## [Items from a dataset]
§ §

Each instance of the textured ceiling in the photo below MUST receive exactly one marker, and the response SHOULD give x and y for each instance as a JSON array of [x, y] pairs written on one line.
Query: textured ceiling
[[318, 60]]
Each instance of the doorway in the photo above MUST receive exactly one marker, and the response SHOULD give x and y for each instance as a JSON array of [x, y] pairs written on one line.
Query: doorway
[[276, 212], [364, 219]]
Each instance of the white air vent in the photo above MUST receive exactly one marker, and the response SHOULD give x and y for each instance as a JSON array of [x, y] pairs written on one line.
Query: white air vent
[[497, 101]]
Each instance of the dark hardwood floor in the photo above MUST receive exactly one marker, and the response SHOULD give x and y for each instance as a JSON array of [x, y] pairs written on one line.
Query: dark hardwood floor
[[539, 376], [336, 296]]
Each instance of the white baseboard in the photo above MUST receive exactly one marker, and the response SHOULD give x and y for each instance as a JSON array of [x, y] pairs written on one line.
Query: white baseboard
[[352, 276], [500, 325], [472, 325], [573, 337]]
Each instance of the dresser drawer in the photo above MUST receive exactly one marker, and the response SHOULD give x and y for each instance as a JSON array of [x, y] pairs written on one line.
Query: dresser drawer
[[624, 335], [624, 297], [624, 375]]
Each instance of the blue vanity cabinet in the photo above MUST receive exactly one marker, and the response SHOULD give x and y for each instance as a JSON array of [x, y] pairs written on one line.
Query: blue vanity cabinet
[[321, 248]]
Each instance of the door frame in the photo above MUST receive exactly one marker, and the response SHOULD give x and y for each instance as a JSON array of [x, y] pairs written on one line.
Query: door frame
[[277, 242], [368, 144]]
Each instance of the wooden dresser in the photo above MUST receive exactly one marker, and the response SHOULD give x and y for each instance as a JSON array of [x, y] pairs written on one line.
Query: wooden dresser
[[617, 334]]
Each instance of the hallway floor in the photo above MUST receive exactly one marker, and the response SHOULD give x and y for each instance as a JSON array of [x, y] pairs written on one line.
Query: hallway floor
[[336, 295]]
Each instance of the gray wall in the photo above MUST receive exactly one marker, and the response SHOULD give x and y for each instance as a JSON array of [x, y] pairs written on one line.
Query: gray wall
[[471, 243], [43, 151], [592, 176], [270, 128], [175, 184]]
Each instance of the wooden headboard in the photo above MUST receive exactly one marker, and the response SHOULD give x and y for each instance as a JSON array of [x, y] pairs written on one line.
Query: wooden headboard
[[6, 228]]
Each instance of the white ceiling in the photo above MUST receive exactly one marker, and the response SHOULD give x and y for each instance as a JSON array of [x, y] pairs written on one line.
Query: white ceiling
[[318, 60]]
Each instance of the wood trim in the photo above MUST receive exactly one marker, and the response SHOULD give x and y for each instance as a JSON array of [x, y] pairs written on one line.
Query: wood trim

§ §

## [TASK BRIEF]
Rewrite the entries starting at the line containing "Each instance of the white baseboard" and ending at the line containing "[[624, 335], [624, 297], [624, 375]]", replacing "dresser drawer" with "chest drawer" and leaving everything else unchanged.

## [WRITTEN SOLUTION]
Each instance of the white baseboard in the photo above MUST receive exactly one marker, and the response SHOULD give x and y for each instance as a JSON array of [x, y] pairs written on one line.
Query: white baseboard
[[352, 276], [500, 325], [472, 325], [573, 337]]
Each instance of the chest drawer in the photo above MUST receive exactly one marker, and the response SHOULD give x and y for each instance as a JSON array of [x, y] pairs written on one line.
Query: chest drawer
[[624, 335], [624, 297], [624, 375]]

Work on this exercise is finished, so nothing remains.